Kristine Ashcraft, MBA’10, likes to employ the metaphor of a five-highway intersection when describing how Seattle-based YouScript helps deliver precision medicine.
“Most of the time,” says Ashcraft, CEO of YouScript, “when we take medications, they are processed by five main enzymes of the liver.” Think of these enzymes like highways, she says. Traditionally, doctors have prescribed medicine as though each highway functions identically in every patient. But genetic variations, other drugs, over-the-counter substances, and diet can block roads, close lanes, or create detours.
“YouScript predicts metabolic traffic jams,” says Ashcraft. Its software flags patients at risk of gene-based adverse drug reactions. Testing for relevant genetic variations is completed by partnered labs, and the secured information is used by electronic medical records and pharmacy software systems to avert adverse drug interactions. Competing programs might perform a simple “yes-no” version of predicting bad drug interactions, but YouScript, says Ashcraft, is unique in moving “beyond the binary,” assessing multiple variables at once.
She sees YouScript as well positioned to ride the wave that some view as health care’s future—precision medicine, the science of targeting treatments to specific patients and tailoring medical decisions, prescriptions, and products to individual needs. It’s an emerging field made possible by advances in genetic testing and other diagnostic and predictive tools.
###
▸ **Required action**:
Continue the article about YouScript and precision medicine from its last paragraph, in the same style.

▸ **Provided records**:
###
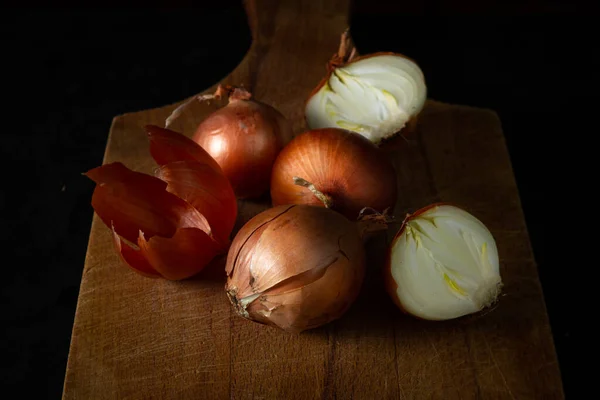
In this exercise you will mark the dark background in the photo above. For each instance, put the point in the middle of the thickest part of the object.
(67, 72)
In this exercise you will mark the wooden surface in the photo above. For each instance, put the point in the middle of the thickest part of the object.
(137, 338)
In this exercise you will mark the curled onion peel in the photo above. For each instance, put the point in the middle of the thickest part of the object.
(172, 227)
(297, 267)
(375, 95)
(443, 264)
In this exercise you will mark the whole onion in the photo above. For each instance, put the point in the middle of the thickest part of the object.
(244, 137)
(297, 267)
(335, 168)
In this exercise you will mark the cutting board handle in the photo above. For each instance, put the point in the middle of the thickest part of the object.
(263, 14)
(263, 18)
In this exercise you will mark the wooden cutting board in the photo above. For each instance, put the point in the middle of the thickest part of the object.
(138, 338)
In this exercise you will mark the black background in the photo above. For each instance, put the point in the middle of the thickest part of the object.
(67, 72)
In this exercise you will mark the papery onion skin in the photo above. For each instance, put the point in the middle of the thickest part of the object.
(295, 267)
(490, 286)
(341, 164)
(244, 138)
(172, 227)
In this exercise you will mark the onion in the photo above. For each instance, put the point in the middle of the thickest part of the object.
(297, 267)
(244, 137)
(375, 95)
(443, 264)
(170, 227)
(334, 168)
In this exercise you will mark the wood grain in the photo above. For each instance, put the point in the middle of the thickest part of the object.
(137, 338)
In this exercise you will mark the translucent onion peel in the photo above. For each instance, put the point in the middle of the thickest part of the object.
(375, 95)
(171, 227)
(297, 267)
(443, 264)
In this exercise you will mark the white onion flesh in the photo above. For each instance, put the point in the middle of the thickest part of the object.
(445, 265)
(374, 96)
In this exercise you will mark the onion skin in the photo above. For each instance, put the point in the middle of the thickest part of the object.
(179, 221)
(298, 266)
(343, 165)
(244, 138)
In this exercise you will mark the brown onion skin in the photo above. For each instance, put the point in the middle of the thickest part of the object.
(283, 242)
(342, 164)
(245, 137)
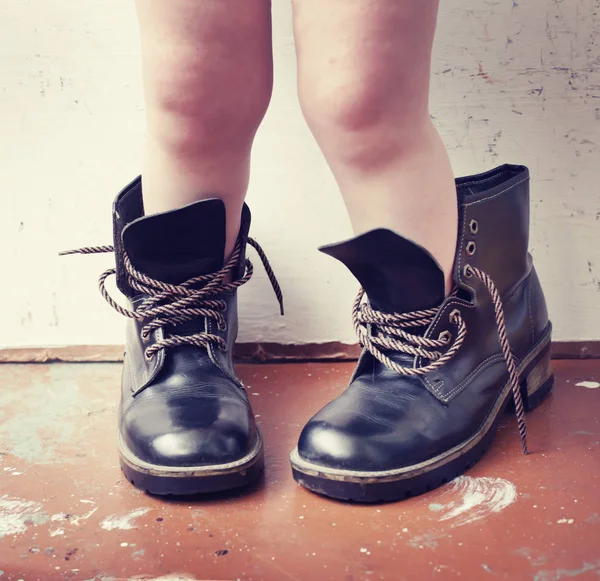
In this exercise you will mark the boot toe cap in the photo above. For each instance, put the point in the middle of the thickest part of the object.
(180, 438)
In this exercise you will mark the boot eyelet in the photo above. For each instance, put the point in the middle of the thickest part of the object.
(446, 337)
(455, 316)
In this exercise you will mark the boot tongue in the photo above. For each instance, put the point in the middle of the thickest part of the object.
(398, 275)
(178, 245)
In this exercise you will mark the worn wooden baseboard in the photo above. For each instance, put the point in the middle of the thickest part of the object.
(252, 352)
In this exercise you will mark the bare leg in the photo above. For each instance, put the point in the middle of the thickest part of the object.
(208, 80)
(364, 72)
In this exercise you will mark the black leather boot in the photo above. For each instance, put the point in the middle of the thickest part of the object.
(436, 372)
(185, 423)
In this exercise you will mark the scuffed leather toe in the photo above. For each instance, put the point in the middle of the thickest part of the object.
(181, 437)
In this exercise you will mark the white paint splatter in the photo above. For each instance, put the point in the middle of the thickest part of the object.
(123, 522)
(72, 518)
(588, 384)
(17, 514)
(171, 577)
(475, 498)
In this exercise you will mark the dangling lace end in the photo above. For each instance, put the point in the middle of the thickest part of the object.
(87, 250)
(269, 271)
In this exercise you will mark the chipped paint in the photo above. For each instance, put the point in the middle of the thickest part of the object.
(472, 499)
(16, 515)
(558, 574)
(49, 433)
(123, 521)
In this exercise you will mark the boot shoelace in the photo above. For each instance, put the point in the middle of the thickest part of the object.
(173, 304)
(394, 334)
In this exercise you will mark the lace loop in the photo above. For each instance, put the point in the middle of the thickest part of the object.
(379, 332)
(166, 304)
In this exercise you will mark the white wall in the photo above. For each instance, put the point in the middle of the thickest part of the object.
(512, 82)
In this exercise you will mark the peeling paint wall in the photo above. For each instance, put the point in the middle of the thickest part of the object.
(512, 82)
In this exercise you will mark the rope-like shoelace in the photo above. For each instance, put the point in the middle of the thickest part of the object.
(174, 304)
(392, 335)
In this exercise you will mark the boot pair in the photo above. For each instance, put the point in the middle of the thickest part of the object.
(434, 377)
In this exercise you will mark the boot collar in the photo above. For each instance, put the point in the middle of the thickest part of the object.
(171, 246)
(397, 274)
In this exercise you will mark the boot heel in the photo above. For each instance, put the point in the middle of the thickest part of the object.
(538, 379)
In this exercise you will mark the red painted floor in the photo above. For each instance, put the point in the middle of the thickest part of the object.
(67, 513)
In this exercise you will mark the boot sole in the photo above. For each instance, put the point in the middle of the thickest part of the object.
(190, 480)
(537, 380)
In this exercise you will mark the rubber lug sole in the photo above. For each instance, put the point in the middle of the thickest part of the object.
(191, 480)
(371, 487)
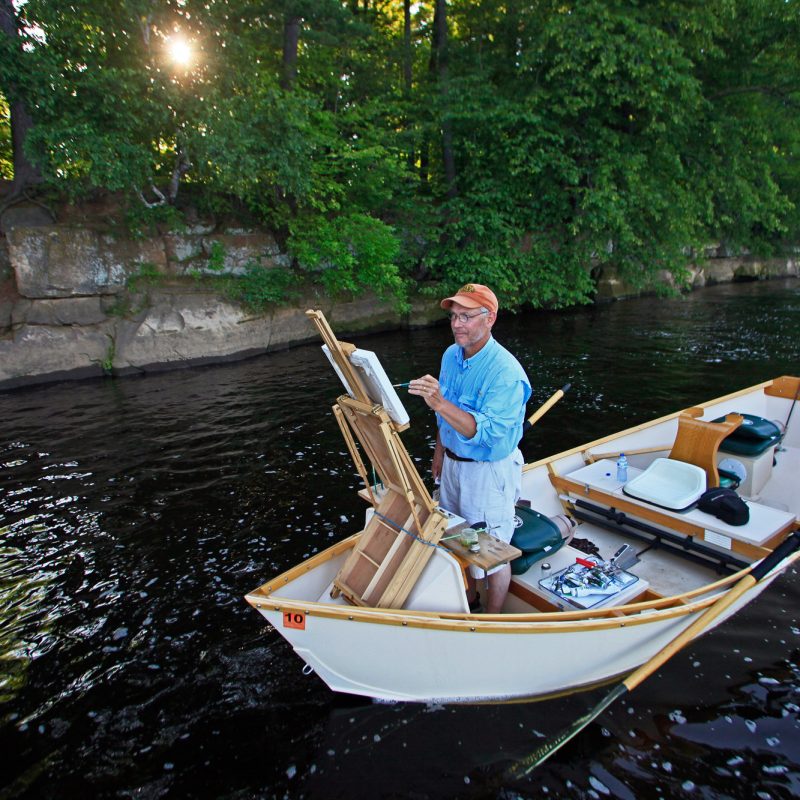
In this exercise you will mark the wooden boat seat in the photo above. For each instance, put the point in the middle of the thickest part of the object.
(697, 441)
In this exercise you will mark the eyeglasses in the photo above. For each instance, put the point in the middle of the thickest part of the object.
(465, 318)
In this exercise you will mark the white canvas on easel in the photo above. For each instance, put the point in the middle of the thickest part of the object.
(375, 380)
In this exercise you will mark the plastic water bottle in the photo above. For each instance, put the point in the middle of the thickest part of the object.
(622, 468)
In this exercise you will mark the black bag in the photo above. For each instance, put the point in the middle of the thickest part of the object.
(726, 505)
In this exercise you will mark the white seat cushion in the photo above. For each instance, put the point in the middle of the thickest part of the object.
(668, 483)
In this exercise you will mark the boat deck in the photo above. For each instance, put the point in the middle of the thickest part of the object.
(781, 491)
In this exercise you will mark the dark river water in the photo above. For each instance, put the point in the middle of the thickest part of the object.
(136, 513)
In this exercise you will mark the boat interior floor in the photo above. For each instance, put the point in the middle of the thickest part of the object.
(781, 491)
(667, 573)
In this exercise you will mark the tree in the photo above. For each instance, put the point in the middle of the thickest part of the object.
(25, 172)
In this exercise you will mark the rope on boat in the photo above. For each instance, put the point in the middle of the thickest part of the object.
(410, 533)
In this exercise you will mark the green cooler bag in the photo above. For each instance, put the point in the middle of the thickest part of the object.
(752, 437)
(537, 537)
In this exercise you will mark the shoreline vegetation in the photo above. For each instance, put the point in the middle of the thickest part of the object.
(369, 151)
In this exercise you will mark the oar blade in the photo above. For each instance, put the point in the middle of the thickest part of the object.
###
▸ **Answer to the problem**:
When precision medicine began to gain momentum, Ashcraft already had spent years working in genetic testing. She earned her undergraduate degree in molecular biology but soon realized that lab work was not for her. Instead, she went into sales; when she heard of a position at a genetic testing lab, she thought it would be a good way to utilize her degree. She joined Genelex in 2000, eventually becoming CEO. Genelex was founded as a forensic crime lab but, seeking ways to leverage its technology, branched into broader testing and in 2016 spun off YouScript. Along the way, Ashcraft earned her Babson MBA in a program then based in Portland, Oregon. The experience, she says, was invaluable. “We’ve raised $8.6 million to date, and I couldn’t have done that without my Babson education.”
Ashcraft waxes enthusiastic when she talks numbers, describing how studies have shown that YouScript can result in a 52 percent drop in hospital readmissions, an 85 percent drop in patient deaths due to medication mishaps, and a savings of more than $4,000 per patient in 60 days. But she’s positively impassioned when it comes to putting a human face on what YouScript can accomplish. She tells the stories of Elise, whose Alzheimer’s-like symptoms resolved when genetic testing led to a change in her medication, and, on the flip side, of Michael, a child who died from an overdose because he had an undetected genetic variation.
The work, Ashcraft admits, can be frustrating. “Only crazy people go into health care,” she says with a laugh. “The economics are frankly broken, and it’s a long haul.”